**課題要件**.
(a) 新南部の土地に関する文章によれば、熊本市が熊本市住宅協会から新南部の土地を買い受けたのはいつか答えよ。
(b) 新南部の土地に関する文章の最後の一文の後から、その続きを書け。

**原文**.
════════

そして、被相続人が昭和四五年四月一〇日付で新南部の土地を熊本市住宅協会から譲受けるべく農地法五条の許可申請をしたところ、資格が欠如しているということで右申請は受付けられなかった事情があり、昭和四六年六月二一日に至って右土地につき熊本県知事により農地法五条一項三号の農地転用の届出が受理され、同月二三日ようやく熊本市住宅協会から熊本市が新南部の土地を買受けてその所有権を取得した。

次いで、昭和四七年一一月一五日に熊本市と相続人の一人前記渡辺嘉明の間に新南部の土地の売買契約が締結され、右土地は渡辺嘉明の所有となった。

以上の経緯からみると、前記覚書によっては、熊本市と被相続人間にせいぜい他人所有にかかる新南部の土地の売買予約の成立したことが窺われるにとどまり、被相続人が生前に新南部の土地を取得した事実はなく、また同人が生前に新南部の土地の取得の代償として一〇、八三九、四八六円の債務を負ったということもない。したがって、原告渡辺美智子がこれらを相続することもあり得ないのである。

(2) 原告らは、被相続人と熊本市との間に琴平の土地と新南部の土地の交換契約がなされたもので、二個の売買契約の形式をとったのは名目にすぎない旨主張するが、交換契約であるなら、新南部の土地の具体的な特定、熊本市が熊本市住宅協会から右土地を取得する時期、被相続人に所有権移転登記をなす時期等が明確にされるはずであるがこれらの点は明らかになっていないし、もし交換契約であるなら、被相続人が新南部の土地を取得できない場合、右契約を解除し琴平の土地を取戻せるはずである(民法五六一条)が、琴平の土地は道路敷地となるもので原状復帰は明らかに不可能である。

(3) 仮に熊本市と被相続人間の契約の実質が交換であったとしても、被相続人が熊本市から受領した一〇、八三九、四八六円の返還債務が相続開始の時点で確実に認められたとは到底いえないものである(相続税法一四条)。

════════

**提供資料**.

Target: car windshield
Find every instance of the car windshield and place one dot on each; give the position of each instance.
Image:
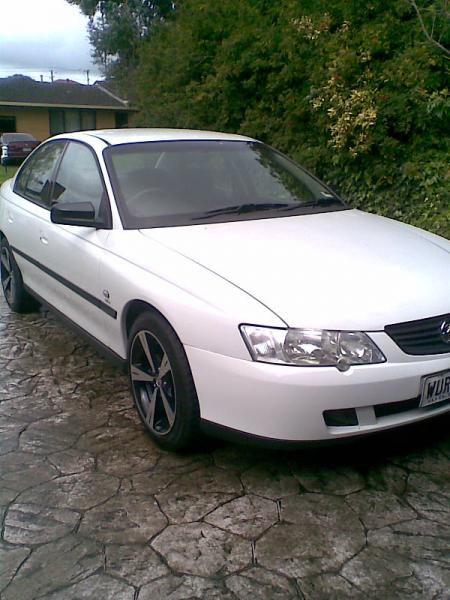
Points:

════════

**各課題の解答**.
(a) 昭和四六年六月二三日。

(b)
実質的担税力の把握が課税負担の公平に合致することはいうまでもないから、形式と実質が一致していない場合に、実質を追究することが望ましいわけであるが、しかしながら、実質を把握することは税務官庁として必らずしも容易なことではなく、場合によっては正常な税務行政が阻害されるおそれがある。そこで、租税原則としての明確性の原則等に則って、実質主義との調和を図りながら、課税要件を画一的に明確にするよう努力すべきで、この理は税法自体に推定規定やみなし規定等としてみいだすことができる(所得税法一五八条、相続税法三~九条、法人税法二四条参照)。

ところで、相続税法一三条、一四条、二二条の規定を要約すると、相続開始があった場合においては、その時点において相続人が相続した相続財産(現存し確実と認められる債務があればこれを控除した金額)に相続税が課せられるという趣旨であって、相続開始時に特定あるいは認識、測定のできない財産(債務も含む)は相続財産にはなり得ないのである。このことは、相続税法においては実質主義が明確性の原則により制約を受けたものということができ、相続税法の解釈適用にあたっては、右の点が留意されねばならない。

本件において、前記返還債務が相続開始時点において「現存し確実と認められる債務」であったとは到底いうことができない。右返還債務が確実に認められるということは、交換契約そのものが相続開始の時点で客観的に確実なものと認識できる必要があるが、本件においては事実関係を検討するもこれを認めることができないのである。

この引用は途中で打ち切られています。